<<<<

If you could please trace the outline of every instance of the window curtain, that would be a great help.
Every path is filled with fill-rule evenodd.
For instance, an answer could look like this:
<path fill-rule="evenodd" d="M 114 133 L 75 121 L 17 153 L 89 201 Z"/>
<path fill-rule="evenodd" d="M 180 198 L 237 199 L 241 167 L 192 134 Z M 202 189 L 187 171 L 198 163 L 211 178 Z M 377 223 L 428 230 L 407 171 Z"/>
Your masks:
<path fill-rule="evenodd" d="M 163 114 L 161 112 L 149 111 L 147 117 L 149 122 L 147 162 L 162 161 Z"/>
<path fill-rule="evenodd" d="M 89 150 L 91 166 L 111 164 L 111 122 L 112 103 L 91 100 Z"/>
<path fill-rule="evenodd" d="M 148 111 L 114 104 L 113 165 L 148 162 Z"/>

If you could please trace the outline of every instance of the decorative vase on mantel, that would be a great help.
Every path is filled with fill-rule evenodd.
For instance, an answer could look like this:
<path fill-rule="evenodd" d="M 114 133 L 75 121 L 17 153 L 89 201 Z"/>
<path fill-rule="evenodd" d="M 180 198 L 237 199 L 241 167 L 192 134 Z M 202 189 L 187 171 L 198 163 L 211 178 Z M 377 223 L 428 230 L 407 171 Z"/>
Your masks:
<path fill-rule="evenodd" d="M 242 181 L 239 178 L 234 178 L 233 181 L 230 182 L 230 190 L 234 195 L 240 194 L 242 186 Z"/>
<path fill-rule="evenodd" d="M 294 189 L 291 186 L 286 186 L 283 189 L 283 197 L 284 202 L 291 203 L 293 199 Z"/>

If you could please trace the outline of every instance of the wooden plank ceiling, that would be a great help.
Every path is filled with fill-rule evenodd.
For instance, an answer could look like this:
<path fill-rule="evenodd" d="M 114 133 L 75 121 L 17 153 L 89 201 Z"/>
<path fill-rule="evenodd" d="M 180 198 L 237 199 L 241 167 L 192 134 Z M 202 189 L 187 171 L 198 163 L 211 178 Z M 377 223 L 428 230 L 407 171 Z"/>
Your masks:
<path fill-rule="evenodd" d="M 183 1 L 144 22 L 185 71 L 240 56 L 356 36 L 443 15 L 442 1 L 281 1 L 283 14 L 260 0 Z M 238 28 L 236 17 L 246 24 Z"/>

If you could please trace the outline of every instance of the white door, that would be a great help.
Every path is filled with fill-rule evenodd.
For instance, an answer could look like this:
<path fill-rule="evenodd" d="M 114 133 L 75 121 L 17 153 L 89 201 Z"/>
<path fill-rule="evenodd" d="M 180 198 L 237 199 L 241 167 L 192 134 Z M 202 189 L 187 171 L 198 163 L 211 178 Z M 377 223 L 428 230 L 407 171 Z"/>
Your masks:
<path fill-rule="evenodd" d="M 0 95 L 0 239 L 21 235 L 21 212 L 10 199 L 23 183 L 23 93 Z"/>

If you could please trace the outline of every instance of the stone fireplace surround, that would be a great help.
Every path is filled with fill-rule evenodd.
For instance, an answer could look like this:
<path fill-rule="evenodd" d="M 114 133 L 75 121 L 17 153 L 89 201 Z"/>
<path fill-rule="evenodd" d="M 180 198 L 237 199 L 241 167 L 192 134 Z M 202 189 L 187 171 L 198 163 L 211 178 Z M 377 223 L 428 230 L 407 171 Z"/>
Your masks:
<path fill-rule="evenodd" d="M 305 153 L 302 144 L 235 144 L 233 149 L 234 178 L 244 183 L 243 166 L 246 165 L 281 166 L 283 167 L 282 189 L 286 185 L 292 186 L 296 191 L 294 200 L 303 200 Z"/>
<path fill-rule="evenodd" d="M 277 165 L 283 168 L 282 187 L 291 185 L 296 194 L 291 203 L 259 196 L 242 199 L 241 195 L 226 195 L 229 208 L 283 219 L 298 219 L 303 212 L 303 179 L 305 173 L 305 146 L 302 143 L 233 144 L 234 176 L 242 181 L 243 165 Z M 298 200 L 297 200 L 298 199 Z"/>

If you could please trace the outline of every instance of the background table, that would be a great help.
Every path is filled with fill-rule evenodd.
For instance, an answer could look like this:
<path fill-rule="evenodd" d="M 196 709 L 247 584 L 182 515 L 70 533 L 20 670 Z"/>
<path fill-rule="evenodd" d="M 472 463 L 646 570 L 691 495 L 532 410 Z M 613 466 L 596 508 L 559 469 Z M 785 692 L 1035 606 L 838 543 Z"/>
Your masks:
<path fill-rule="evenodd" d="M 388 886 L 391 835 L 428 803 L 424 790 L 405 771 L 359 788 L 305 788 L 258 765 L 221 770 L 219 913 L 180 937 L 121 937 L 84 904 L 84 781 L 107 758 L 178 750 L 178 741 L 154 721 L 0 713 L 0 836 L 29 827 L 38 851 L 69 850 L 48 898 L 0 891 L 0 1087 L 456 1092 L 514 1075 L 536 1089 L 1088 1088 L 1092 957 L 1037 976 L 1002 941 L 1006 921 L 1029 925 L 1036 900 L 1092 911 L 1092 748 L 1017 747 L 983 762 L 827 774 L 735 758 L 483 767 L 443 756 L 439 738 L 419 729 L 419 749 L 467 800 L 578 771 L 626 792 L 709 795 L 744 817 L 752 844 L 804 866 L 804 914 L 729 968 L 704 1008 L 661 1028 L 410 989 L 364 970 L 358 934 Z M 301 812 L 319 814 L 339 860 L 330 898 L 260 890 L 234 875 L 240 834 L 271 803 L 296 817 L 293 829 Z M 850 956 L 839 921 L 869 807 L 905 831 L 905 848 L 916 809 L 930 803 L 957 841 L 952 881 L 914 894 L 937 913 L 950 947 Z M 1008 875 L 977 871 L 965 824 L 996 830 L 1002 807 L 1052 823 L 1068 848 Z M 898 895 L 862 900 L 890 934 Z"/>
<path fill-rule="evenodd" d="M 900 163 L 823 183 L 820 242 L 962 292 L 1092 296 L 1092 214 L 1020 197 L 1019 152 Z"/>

>>>>

> **Task instructions**
Rewrite every item above, changing each "great help" to "big help" and leaving everything else as it is.

> **Answer to this problem**
If you could please trace the outline of every instance of the window curtain, that would be a big help.
Every path is filled with fill-rule evenodd.
For instance, an answer could look like this:
<path fill-rule="evenodd" d="M 114 133 L 75 121 L 17 153 L 89 201 Z"/>
<path fill-rule="evenodd" d="M 180 198 L 237 199 L 241 167 L 192 134 Z M 202 189 L 187 171 L 198 163 L 211 178 Z M 377 223 L 428 230 L 407 171 Z"/>
Your masks:
<path fill-rule="evenodd" d="M 163 114 L 161 112 L 149 111 L 147 117 L 149 122 L 147 162 L 162 161 Z"/>
<path fill-rule="evenodd" d="M 89 150 L 91 166 L 111 164 L 111 122 L 112 103 L 91 100 Z"/>
<path fill-rule="evenodd" d="M 148 111 L 114 104 L 113 165 L 148 162 Z"/>

If you could please trace the outline of every instance of the decorative vase on mantel, that would be a big help.
Every path is filled with fill-rule evenodd.
For instance, an answer could look like this:
<path fill-rule="evenodd" d="M 114 133 L 75 121 L 17 153 L 89 201 Z"/>
<path fill-rule="evenodd" d="M 180 198 L 237 199 L 241 167 L 192 134 Z M 202 189 L 187 171 L 198 163 L 211 178 Z M 377 223 L 428 230 L 407 171 Z"/>
Your masks:
<path fill-rule="evenodd" d="M 242 181 L 239 178 L 234 178 L 233 181 L 230 182 L 230 190 L 234 195 L 240 194 L 242 186 Z"/>
<path fill-rule="evenodd" d="M 294 189 L 291 186 L 286 186 L 283 189 L 283 197 L 284 202 L 291 203 L 293 199 Z"/>

If you could please trace the outline of every instance of the wooden plank ceiling, that would be a big help.
Every path is filled with fill-rule evenodd.
For instance, an answer could look like this:
<path fill-rule="evenodd" d="M 114 133 L 75 121 L 17 153 L 89 201 Z"/>
<path fill-rule="evenodd" d="M 180 198 L 237 199 L 241 167 L 192 134 Z M 202 189 L 187 171 L 198 163 L 211 178 Z M 377 223 L 428 230 L 407 171 Z"/>
Your masks:
<path fill-rule="evenodd" d="M 183 1 L 144 22 L 185 71 L 240 56 L 356 36 L 443 15 L 442 1 L 281 1 L 283 14 L 260 0 Z M 238 28 L 236 17 L 246 24 Z"/>

If you could please trace the outline of every instance of the white door, that would be a big help.
Every path is filled with fill-rule evenodd.
For instance, an answer could look like this:
<path fill-rule="evenodd" d="M 114 133 L 75 121 L 17 153 L 89 201 Z"/>
<path fill-rule="evenodd" d="M 180 198 L 237 199 L 241 167 L 192 134 Z M 202 189 L 187 171 L 198 163 L 211 178 Z M 377 223 L 428 230 L 407 171 Z"/>
Your masks:
<path fill-rule="evenodd" d="M 0 95 L 0 239 L 21 235 L 21 212 L 10 199 L 23 183 L 23 93 Z"/>

If you could please trace the outline of every instance of the stone fireplace surround, that would be a big help.
Every path is filled with fill-rule evenodd.
For instance, an answer could look like this:
<path fill-rule="evenodd" d="M 114 133 L 75 121 L 17 153 L 89 201 Z"/>
<path fill-rule="evenodd" d="M 180 198 L 237 199 L 241 167 L 192 134 Z M 202 189 L 187 171 L 198 163 L 211 178 Z M 377 223 L 428 230 L 407 171 Z"/>
Your masks:
<path fill-rule="evenodd" d="M 305 153 L 302 144 L 235 144 L 233 149 L 234 178 L 244 183 L 243 166 L 246 165 L 281 166 L 283 167 L 282 189 L 286 185 L 292 186 L 296 191 L 294 200 L 303 200 Z"/>
<path fill-rule="evenodd" d="M 277 165 L 283 168 L 282 187 L 291 185 L 296 194 L 291 203 L 259 196 L 242 199 L 241 195 L 226 195 L 229 208 L 283 219 L 298 219 L 303 212 L 303 179 L 305 173 L 305 146 L 302 143 L 233 144 L 234 176 L 242 181 L 243 165 Z M 298 200 L 297 200 L 298 199 Z"/>

If you could please trace the outline of every instance of the background table, that would be a big help.
Every path is filled with fill-rule evenodd.
For instance, an answer could look like this:
<path fill-rule="evenodd" d="M 196 709 L 247 584 L 182 515 L 70 533 L 20 670 Z"/>
<path fill-rule="evenodd" d="M 472 463 L 646 570 L 691 495 L 532 410 Z M 613 466 L 596 508 L 559 469 Z M 785 692 L 1035 606 L 838 543 Z"/>
Your masks:
<path fill-rule="evenodd" d="M 388 886 L 391 835 L 428 803 L 424 790 L 405 771 L 359 788 L 305 788 L 258 765 L 221 770 L 219 913 L 180 937 L 121 937 L 84 904 L 84 781 L 107 758 L 178 750 L 178 741 L 154 721 L 0 713 L 0 836 L 29 827 L 38 851 L 69 850 L 48 898 L 0 891 L 0 1087 L 456 1092 L 514 1075 L 536 1089 L 1088 1088 L 1092 957 L 1037 976 L 1002 941 L 1006 921 L 1029 925 L 1036 900 L 1092 911 L 1092 748 L 1017 747 L 983 762 L 827 774 L 735 758 L 483 767 L 443 756 L 439 738 L 419 729 L 419 749 L 467 800 L 578 771 L 626 792 L 709 795 L 744 817 L 752 844 L 804 866 L 804 914 L 729 968 L 704 1008 L 661 1028 L 410 989 L 364 970 L 358 934 Z M 301 812 L 319 814 L 339 860 L 330 898 L 260 890 L 234 875 L 240 834 L 271 803 L 296 817 L 293 829 Z M 850 956 L 839 921 L 869 807 L 905 831 L 905 848 L 916 809 L 930 803 L 957 841 L 952 881 L 914 894 L 937 913 L 950 947 Z M 1008 875 L 977 871 L 965 824 L 996 830 L 1002 807 L 1052 823 L 1068 848 Z M 898 895 L 862 900 L 890 934 Z"/>
<path fill-rule="evenodd" d="M 900 163 L 823 183 L 820 242 L 962 292 L 1092 296 L 1092 214 L 1020 197 L 1019 152 Z"/>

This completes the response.